• SOURCE EXCERPT:
-- Start --

Kilimanjaro's "Doctari" Rifle

Q: Could you please specifically tell me what characteristics you added to the Doctari rifle by Kilimanjaro Rifles? I have read the website information and I do not understand what is new or improved. I also do not understand why it costs $14,000. That is the price of a new double rifle! I am aware that you know a great deal about rifles, and I am curious to know what specific modifications would be made to make this “the perfect rifle” for you.  


A: I agree, $14,000 may seem a lot for a bolt-action rifle, but please let me explain why this is so.

First off, the heart of the new Doctari rifle is a Granite Mountain Arms magnum Mauser '98 action--one of the best there is, and those actions alone run about $3,500 apiece.

-- End --

Data records:
-- Start --

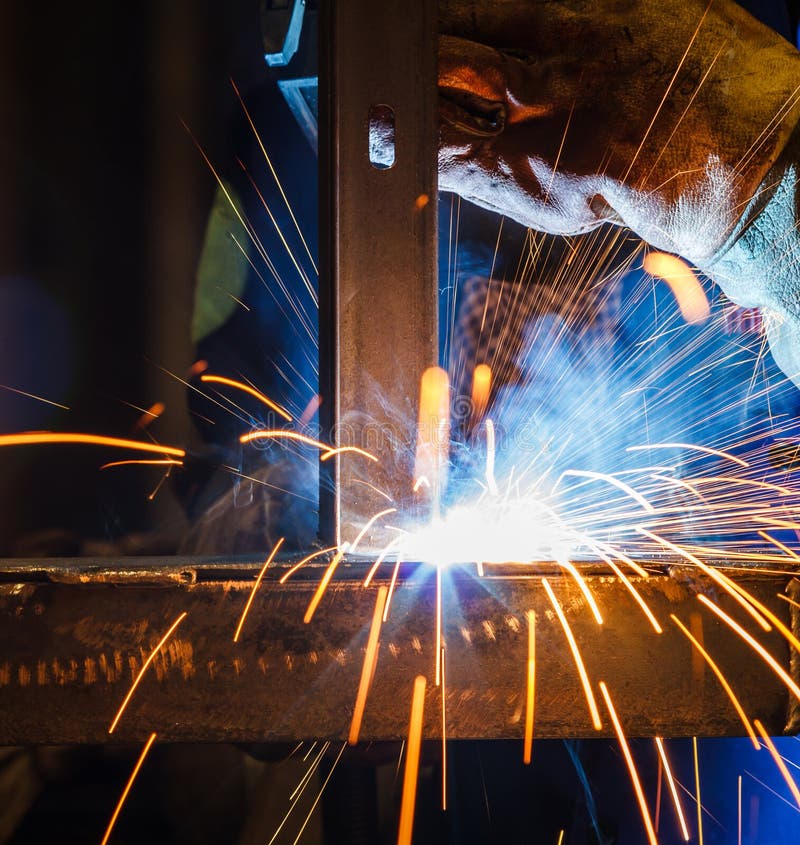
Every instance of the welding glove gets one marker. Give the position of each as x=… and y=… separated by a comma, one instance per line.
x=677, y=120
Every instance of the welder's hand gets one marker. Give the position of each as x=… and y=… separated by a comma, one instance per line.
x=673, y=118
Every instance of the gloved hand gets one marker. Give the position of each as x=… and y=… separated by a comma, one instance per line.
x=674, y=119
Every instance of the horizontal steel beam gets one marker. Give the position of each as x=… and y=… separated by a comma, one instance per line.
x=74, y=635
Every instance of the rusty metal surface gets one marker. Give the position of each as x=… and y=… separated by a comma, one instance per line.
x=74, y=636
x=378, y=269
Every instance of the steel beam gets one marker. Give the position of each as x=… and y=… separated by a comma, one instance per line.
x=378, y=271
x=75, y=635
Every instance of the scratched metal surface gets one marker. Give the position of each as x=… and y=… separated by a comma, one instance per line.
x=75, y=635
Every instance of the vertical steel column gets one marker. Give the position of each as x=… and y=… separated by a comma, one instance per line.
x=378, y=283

-- End --
-- Start --

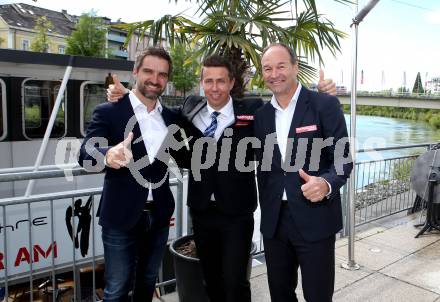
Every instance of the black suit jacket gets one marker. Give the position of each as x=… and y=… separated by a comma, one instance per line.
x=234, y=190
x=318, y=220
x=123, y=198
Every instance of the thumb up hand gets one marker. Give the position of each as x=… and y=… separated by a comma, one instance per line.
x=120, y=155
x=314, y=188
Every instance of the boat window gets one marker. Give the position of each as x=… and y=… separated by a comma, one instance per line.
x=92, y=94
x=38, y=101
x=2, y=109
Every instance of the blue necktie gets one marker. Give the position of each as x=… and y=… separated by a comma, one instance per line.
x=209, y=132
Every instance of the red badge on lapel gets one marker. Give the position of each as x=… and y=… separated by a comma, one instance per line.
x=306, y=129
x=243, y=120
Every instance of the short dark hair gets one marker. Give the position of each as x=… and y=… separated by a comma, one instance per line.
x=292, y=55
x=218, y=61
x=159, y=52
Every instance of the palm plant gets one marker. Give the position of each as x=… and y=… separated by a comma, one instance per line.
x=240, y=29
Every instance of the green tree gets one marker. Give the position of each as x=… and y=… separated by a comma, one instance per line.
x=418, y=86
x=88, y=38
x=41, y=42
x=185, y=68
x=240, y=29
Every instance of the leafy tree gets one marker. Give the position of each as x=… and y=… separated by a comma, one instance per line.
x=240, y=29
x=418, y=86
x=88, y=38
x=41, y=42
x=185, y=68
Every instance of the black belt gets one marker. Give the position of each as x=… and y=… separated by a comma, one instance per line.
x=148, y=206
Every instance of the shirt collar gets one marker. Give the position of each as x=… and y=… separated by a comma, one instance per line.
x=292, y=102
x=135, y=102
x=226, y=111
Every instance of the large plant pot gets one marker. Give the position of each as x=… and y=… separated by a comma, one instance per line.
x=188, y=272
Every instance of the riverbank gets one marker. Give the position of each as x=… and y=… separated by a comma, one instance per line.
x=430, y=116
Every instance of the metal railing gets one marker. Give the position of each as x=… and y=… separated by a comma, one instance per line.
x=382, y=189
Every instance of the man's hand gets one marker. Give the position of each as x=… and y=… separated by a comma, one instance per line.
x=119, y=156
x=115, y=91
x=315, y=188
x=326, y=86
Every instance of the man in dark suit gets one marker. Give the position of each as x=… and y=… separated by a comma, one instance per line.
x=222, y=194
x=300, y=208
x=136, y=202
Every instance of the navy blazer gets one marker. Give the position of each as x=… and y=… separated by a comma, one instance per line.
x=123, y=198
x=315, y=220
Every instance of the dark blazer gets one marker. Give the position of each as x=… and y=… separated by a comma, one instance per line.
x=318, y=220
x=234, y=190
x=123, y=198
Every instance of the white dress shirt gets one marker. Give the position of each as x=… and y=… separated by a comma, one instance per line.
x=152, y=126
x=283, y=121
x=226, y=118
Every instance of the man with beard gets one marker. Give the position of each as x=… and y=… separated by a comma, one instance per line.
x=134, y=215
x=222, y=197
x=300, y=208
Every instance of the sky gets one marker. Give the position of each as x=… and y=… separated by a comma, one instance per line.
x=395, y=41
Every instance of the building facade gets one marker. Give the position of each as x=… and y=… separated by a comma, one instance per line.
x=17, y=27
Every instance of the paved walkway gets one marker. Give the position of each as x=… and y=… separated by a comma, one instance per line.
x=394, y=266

-- End --

• PROBLEMS TO SOLVE:
1. Repeat the part of the Doctari rifle passage from "First off, the" down to "about $3,500 apiece.".
2. Write what follows the final sentence of the Doctari rifle passage, carrying on its explanation of the rifle's price.

• THE ANSWERS:
1.
First off, the heart of the new Doctari rifle is a Granite Mountain Arms magnum Mauser '98 action--one of the best there is, and those actions alone run about $3,500 apiece.

2.
Then there is the stock, and this is what sets Kilimanjaro rifles apart. They use a patented process called “stealth lamination.” Really fancy walnut, with lots of figure, looks lovely but in reality it is not as strong as straight-grained plain-Jane wood, especially in the grip area. The Doctari rifle will only be available in heavy recoiling calibers and it is my experience that if the stock on such a rifle is going to break, it will break in the pistol grip area. So to get around this problem, Kilimanjaro takes fancy AAA grade stock blanks and carefully cuts them into three slices. They then shuffle the pieces around and glue them back together under 50,000 pounds of pressure with a special glue which penetrates deeply into the wood. This de-stresses the wood and the end result is a really good-looking blank that is probably the strongest wood rifle stock anywhere. You have to look really hard to see the lamination. Most who inspect the rifles do not even see it until it is pointed out to them. As I'm sure you can imagine, this is not an easy or cheap process.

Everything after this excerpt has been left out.